=== EXCERPTED TEXT ===

So what about a standalone service other than master? You can use your own
procedure store in that service?

2016-09-23 11:28 GMT+08:00 Ted Yu <yuzhih...@gmail.com>:

> An earlier implementation was client driven.
>
> But with that approach, it is hard to resume if there is error midway.
> Using Procedure V2 makes the backup / restore more robust.
>
> Another consideration is for security. It is hard to enforce security (to
> be implemented) for client driven actions.
>
> Cheers
>
> > On Sep 22, 2016, at 8:15 PM, Andrew Purtell <andrew.purt...@gmail.com>
> wrote:
> >
> > No, this misses Matteo's finer point, which is "shelling out" from the
> master directly to run MR is a first. Why not drive this with a utility
> derived from Tool?
> >
> > On Sep 22, 2016, at 7:57 PM, Vladimir Rodionov <vladrodio...@gmail.com>
> wrote:
> >
> >>>> In our production cluster,  it is a common case we just have HDFS and
> >>>> HBase deployed.
> >>>> If our Master/RS depend on MR framework (especially some features we
> >>>> have not used at all),  it introduced another cost for maintain.  I
> >>>> don't think it is a good idea.
> >>
> >> So , you are not backup users in this case. Many our customers have full
> >> stack deployed and
> >> want see backup to be a standard feature. Besides this, nothing will
> happen
> >> in your cluster
> >> if you won't be doing backups.
> >>
> >> This discussion (we do not want see M/R dependency) goes to nowhere. We
> >> asked already, at least twice, to suggest another framework (other than
> M/R)

=== DATA ===

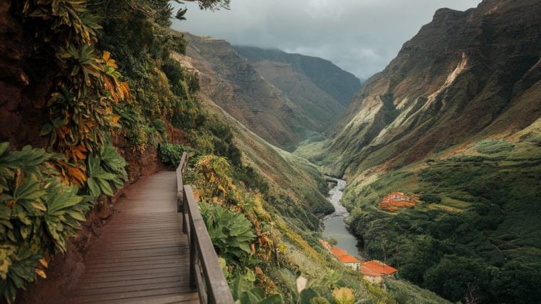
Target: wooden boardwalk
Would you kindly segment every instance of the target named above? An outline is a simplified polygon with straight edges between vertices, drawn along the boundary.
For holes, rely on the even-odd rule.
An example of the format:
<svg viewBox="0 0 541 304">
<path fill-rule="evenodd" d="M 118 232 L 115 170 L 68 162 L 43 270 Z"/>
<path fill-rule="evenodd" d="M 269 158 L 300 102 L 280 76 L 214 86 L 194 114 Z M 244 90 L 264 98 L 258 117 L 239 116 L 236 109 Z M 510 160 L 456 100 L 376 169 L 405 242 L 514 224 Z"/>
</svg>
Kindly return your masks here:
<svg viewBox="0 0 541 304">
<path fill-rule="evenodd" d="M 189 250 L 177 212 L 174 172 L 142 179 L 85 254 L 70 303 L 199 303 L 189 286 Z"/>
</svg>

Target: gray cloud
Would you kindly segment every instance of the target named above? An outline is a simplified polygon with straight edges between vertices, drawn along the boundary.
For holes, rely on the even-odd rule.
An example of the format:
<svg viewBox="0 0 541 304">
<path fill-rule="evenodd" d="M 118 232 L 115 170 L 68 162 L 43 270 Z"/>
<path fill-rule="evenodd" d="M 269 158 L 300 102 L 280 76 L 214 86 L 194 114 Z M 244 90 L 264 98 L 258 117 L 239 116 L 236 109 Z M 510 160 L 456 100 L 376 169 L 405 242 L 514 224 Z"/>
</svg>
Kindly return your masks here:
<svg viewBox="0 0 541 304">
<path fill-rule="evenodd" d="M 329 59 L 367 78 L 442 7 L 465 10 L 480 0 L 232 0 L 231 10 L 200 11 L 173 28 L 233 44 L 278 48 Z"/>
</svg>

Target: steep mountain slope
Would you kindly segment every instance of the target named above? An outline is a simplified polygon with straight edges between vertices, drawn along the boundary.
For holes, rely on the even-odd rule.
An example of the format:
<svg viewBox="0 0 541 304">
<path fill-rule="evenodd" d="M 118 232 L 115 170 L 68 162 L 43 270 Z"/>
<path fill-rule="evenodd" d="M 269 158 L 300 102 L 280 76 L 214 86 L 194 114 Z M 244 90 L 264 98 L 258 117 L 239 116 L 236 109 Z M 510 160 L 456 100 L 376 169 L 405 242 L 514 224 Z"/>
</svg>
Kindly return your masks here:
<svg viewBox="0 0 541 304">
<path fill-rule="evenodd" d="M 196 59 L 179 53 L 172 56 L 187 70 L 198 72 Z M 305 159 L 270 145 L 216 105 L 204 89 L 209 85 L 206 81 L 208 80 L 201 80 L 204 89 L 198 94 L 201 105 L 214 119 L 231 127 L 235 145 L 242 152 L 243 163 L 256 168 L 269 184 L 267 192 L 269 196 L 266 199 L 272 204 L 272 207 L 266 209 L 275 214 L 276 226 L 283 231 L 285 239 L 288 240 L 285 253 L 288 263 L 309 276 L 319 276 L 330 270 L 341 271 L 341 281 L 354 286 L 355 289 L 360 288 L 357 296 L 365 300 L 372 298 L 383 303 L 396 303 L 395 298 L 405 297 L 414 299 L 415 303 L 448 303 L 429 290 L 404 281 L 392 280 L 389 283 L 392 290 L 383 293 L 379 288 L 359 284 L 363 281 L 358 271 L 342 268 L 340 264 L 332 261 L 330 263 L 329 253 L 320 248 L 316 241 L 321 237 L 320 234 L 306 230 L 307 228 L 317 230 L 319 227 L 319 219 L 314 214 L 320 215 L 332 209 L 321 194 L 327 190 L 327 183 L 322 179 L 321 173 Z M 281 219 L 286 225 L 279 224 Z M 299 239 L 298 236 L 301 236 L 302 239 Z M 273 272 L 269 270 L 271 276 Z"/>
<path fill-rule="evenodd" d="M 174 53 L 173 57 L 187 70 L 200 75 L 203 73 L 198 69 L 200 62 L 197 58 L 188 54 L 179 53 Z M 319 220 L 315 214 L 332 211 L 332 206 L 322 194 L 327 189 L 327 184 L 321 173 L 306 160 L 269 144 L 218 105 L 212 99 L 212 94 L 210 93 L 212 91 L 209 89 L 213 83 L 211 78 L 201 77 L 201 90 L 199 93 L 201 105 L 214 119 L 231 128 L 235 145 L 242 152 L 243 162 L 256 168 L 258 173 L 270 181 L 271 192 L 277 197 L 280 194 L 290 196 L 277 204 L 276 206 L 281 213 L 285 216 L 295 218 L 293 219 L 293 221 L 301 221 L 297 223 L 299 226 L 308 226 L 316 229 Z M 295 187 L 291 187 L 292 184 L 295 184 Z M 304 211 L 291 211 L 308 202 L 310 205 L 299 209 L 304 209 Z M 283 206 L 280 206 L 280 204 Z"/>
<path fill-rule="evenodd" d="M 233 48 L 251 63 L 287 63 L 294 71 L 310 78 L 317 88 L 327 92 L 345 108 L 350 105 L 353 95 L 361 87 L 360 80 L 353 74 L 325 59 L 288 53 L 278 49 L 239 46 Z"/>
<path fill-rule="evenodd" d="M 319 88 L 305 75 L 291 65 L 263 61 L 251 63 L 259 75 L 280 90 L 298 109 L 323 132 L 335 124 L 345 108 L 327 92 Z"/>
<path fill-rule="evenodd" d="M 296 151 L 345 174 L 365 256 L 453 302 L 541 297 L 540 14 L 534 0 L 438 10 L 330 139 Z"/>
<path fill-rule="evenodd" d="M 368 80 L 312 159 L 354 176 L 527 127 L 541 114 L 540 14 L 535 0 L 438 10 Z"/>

===

* _PARTS OF THE EXERCISE_
**1)** Update the backup discussion from "2016-09-23 11:28 GMT+08:00" up to and including "restore more robust.", with "robust" replaced by "reliable".
**2)** In the backup discussion, what does using Procedure V2 make more robust?

* _SOLVED TASKS_
**1)**
2016-09-23 11:28 GMT+08:00 Ted Yu <yuzhih...@gmail.com>:

> An earlier implementation was client driven.
>
> But with that approach, it is hard to resume if there is error midway.
> Using Procedure V2 makes the backup / restore more reliable.

**2)** The backup / restore.